— begin Document extract —
😱 Status quo stories: Alan hates writing a Stream

🚧 Warning: Draft status 🚧

This is a draft "status quo" story submitted as part of the brainstorming period. It is derived from real-life experiences of actual Rust users and is meant to reflect some of the challenges that Async Rust programmers face today.

If you would like to expand on this story, or adjust the answers to the FAQ, feel free to open a PR making edits (but keep in mind that, as they reflect peoples' experiences, status quo stories cannot be wrong, only inaccurate). Alternatively, you may wish to add your own status quo story!

The story

Alan is used to writing web server applications using async sockets, but wants to try Rust to get that signature vroom vroom.

After a couple weeks learning Rust basics, Alan quickly understands async and await, and therefore has several routes built for his application that await a few things and then construct an HTTP response and send a buffered body. To build the buffered response bodies, Alan was reading a file, and then appending a signature, and putting that all into a single buffer of bytes.

Eventually, Alan realizes that some responses have enormous bodies, and would like to stream them instead of buffering them fully in memory. He's used the Stream trait before. Using it was very natural, and followed a similar pattern to regular async/await:

#![allow(unused)]
fn main() {
while let Some(chunk) = body.next().await? {
    file.write_all(&chunk).await?;
}
}

However, implementing Stream turns out to be rather different. With a quick search, he learned the simple way to turn a File into a Stream with ReaderStream, but the signing part was much harder.

Imperatively Wrong

Alan first hoped he could simply write signing stream imperatively, reusing his new knowledge of async and await, and assuming it'd be similar to JavaScript:

#![allow(unused)]
fn main() {
async* fn sign(file: ReaderStream) -> Result<Vec<u8>, Error> {
    let mut sig = Signature::new();

    while let Some(chunk) = file.next().await? {
        sig.push(&chunk);
        yield Ok(chunk)
    }

    yield Ok(sig.digest().await)
— end Document extract —
— begin Data —
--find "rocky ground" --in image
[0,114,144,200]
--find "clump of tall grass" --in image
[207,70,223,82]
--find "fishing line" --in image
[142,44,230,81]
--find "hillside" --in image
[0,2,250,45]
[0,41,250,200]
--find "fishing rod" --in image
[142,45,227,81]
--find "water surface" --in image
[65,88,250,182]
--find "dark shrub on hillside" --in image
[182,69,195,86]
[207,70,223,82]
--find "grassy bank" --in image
— end Data —
Given problem 1
Please write out the stretch of the status quo story from "This is a draft" through "signature vroom vroom.".
Given problem 2
In the status quo story, what does Alan use to turn a File into a Stream?

Task response 1
This is a draft "status quo" story submitted as part of the brainstorming period. It is derived from real-life experiences of actual Rust users and is meant to reflect some of the challenges that Async Rust programmers face today.

If you would like to expand on this story, or adjust the answers to the FAQ, feel free to open a PR making edits (but keep in mind that, as they reflect peoples' experiences, status quo stories cannot be wrong, only inaccurate). Alternatively, you may wish to add your own status quo story!

The story

Alan is used to writing web server applications using async sockets, but wants to try Rust to get that signature vroom vroom.

Task response 2
ReaderStream